Supplied material ::
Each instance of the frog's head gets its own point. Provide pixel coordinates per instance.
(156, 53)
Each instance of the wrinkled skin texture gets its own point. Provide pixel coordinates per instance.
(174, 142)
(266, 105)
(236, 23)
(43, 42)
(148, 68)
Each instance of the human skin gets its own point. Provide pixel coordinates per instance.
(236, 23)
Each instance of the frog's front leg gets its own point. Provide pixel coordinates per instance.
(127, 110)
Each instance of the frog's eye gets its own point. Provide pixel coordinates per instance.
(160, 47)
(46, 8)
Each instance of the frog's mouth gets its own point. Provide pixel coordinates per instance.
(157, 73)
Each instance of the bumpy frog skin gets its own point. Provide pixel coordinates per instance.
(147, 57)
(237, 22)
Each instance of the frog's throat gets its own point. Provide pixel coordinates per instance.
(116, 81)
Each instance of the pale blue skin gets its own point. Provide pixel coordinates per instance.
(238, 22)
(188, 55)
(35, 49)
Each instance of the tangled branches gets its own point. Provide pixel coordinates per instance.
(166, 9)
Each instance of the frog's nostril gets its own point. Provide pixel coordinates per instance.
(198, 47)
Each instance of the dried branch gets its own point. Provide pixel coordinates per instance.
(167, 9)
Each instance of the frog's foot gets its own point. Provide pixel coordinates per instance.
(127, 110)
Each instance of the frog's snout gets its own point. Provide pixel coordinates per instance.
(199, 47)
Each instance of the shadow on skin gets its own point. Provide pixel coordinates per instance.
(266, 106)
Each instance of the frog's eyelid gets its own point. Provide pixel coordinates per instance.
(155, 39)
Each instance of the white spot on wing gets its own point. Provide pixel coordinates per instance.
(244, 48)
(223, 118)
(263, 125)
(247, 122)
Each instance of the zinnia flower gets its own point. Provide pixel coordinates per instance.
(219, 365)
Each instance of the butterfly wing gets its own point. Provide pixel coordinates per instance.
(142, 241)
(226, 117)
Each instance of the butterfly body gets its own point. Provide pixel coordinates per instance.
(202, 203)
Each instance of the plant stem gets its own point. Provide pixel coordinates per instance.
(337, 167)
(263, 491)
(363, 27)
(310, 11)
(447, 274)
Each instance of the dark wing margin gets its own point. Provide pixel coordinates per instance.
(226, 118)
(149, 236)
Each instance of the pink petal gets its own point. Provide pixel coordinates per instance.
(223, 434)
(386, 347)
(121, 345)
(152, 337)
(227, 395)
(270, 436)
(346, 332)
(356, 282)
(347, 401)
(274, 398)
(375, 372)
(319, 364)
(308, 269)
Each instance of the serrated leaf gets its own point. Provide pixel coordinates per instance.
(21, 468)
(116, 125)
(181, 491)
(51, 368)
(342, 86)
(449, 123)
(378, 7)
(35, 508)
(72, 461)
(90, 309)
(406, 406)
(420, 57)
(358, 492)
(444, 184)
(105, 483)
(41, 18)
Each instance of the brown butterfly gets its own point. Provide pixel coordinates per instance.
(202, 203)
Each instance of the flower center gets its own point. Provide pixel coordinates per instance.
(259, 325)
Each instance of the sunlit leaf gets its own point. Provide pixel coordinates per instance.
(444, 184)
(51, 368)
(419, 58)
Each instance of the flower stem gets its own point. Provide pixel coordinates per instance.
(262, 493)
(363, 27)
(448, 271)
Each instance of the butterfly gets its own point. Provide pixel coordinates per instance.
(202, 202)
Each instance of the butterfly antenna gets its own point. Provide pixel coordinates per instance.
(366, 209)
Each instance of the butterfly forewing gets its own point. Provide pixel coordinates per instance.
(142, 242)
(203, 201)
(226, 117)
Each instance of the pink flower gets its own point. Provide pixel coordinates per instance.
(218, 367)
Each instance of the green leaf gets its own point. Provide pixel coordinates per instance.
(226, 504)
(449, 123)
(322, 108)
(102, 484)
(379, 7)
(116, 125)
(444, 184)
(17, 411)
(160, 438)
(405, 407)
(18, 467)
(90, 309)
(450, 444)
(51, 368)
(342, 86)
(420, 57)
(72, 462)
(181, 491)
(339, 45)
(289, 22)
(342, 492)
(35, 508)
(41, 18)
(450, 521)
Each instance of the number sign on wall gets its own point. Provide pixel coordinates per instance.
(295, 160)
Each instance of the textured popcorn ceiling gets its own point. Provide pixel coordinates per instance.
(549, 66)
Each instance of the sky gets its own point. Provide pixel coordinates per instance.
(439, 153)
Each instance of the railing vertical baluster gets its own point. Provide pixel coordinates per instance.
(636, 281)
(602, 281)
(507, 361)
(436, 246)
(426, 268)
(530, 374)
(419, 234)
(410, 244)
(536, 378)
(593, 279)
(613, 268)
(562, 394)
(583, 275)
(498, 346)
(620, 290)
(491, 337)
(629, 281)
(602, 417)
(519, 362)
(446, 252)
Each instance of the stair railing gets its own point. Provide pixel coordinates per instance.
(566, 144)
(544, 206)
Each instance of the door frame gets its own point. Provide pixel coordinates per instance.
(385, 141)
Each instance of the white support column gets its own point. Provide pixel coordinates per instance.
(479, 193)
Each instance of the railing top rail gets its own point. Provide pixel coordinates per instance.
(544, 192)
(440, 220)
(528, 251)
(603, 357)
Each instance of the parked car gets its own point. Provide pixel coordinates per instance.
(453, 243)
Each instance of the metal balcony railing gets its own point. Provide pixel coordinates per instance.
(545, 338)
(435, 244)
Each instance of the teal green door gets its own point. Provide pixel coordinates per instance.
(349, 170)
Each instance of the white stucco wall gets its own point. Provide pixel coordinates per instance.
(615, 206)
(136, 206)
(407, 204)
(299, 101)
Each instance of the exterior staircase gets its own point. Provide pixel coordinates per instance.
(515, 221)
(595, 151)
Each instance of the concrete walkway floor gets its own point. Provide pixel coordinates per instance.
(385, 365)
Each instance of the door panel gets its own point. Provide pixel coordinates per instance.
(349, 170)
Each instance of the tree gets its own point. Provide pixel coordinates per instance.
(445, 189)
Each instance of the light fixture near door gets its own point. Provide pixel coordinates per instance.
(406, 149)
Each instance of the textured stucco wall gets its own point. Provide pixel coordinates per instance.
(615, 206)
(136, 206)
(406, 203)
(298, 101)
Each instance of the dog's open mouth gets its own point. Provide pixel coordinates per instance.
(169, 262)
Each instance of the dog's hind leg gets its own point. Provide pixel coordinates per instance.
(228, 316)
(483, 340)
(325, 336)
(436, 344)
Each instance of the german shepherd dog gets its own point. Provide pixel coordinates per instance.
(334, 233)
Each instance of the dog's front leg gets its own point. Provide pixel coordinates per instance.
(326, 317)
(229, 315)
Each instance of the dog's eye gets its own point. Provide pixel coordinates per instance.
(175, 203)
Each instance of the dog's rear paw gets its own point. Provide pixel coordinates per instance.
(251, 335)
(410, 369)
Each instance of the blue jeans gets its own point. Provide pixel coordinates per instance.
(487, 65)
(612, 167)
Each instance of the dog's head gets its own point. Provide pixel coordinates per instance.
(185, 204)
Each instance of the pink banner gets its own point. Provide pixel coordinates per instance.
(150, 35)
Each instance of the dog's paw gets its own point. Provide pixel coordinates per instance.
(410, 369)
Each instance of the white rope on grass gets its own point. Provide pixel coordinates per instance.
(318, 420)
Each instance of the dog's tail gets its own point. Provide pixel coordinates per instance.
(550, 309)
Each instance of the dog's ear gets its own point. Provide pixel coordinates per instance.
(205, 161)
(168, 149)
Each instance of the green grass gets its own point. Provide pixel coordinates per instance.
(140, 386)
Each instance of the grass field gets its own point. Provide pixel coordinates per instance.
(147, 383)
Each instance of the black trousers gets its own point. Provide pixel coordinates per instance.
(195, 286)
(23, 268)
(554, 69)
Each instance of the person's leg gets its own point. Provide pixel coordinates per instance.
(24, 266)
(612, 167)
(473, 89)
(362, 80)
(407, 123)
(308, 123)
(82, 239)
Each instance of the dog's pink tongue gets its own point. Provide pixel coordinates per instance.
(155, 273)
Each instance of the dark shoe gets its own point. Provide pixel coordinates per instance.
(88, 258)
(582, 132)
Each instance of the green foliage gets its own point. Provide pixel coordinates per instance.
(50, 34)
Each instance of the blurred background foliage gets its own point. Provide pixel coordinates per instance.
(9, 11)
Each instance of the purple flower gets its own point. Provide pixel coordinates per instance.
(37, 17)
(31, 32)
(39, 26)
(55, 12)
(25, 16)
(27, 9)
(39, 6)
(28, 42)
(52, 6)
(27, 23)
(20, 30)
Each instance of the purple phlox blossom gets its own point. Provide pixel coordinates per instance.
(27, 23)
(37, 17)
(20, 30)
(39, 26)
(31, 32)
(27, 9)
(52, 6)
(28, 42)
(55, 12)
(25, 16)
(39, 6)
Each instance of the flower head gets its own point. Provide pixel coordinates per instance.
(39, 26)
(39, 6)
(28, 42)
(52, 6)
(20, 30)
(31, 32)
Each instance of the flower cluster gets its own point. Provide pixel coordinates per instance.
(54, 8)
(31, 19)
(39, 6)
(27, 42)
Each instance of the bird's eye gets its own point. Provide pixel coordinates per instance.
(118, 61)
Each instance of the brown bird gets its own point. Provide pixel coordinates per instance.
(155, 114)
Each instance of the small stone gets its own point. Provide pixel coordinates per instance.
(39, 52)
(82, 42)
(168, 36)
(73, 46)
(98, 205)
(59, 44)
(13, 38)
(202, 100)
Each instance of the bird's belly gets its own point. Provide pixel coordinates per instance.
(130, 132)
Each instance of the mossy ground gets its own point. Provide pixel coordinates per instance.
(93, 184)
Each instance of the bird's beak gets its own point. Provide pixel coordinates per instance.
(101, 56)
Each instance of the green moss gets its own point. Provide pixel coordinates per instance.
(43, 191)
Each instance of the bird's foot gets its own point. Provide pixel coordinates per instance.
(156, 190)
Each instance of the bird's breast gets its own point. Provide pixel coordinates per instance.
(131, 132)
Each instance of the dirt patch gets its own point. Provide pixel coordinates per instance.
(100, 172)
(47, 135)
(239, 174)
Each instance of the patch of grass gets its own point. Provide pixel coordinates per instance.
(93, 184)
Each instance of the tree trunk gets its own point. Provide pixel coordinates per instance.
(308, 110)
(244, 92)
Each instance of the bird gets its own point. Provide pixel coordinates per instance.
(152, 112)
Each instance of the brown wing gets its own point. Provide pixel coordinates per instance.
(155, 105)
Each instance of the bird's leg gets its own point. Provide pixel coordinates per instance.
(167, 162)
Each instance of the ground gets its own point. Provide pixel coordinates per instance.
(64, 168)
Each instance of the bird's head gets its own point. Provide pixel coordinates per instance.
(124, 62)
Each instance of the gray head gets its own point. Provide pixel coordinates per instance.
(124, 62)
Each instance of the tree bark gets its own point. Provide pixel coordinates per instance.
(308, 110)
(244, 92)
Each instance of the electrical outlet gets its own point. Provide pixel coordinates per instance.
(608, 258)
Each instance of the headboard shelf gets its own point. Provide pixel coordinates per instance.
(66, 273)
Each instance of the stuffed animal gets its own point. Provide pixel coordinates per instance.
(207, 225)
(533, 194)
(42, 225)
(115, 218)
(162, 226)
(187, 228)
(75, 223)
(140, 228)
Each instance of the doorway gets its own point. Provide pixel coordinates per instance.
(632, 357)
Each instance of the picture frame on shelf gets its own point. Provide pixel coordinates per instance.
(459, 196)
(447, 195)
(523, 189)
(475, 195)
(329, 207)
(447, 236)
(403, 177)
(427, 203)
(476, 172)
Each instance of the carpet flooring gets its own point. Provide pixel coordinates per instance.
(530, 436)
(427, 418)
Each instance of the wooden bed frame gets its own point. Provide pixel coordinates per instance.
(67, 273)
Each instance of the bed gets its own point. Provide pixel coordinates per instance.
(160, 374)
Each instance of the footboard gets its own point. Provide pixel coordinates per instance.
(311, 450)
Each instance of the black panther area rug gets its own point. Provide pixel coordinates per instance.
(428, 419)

Task description :: Reproduce word for word the stretch of items from the line containing "Each instance of the bed" through the final line of the items, with both of those lines included.

Exercise answer ::
Each instance of the bed gets its own point. Provide pixel coordinates per instance.
(160, 374)
Each instance of the footboard gets its own point. Provide pixel coordinates per instance.
(311, 450)
Each instance of the black panther area rug gets its own point. Provide pixel coordinates per instance.
(428, 419)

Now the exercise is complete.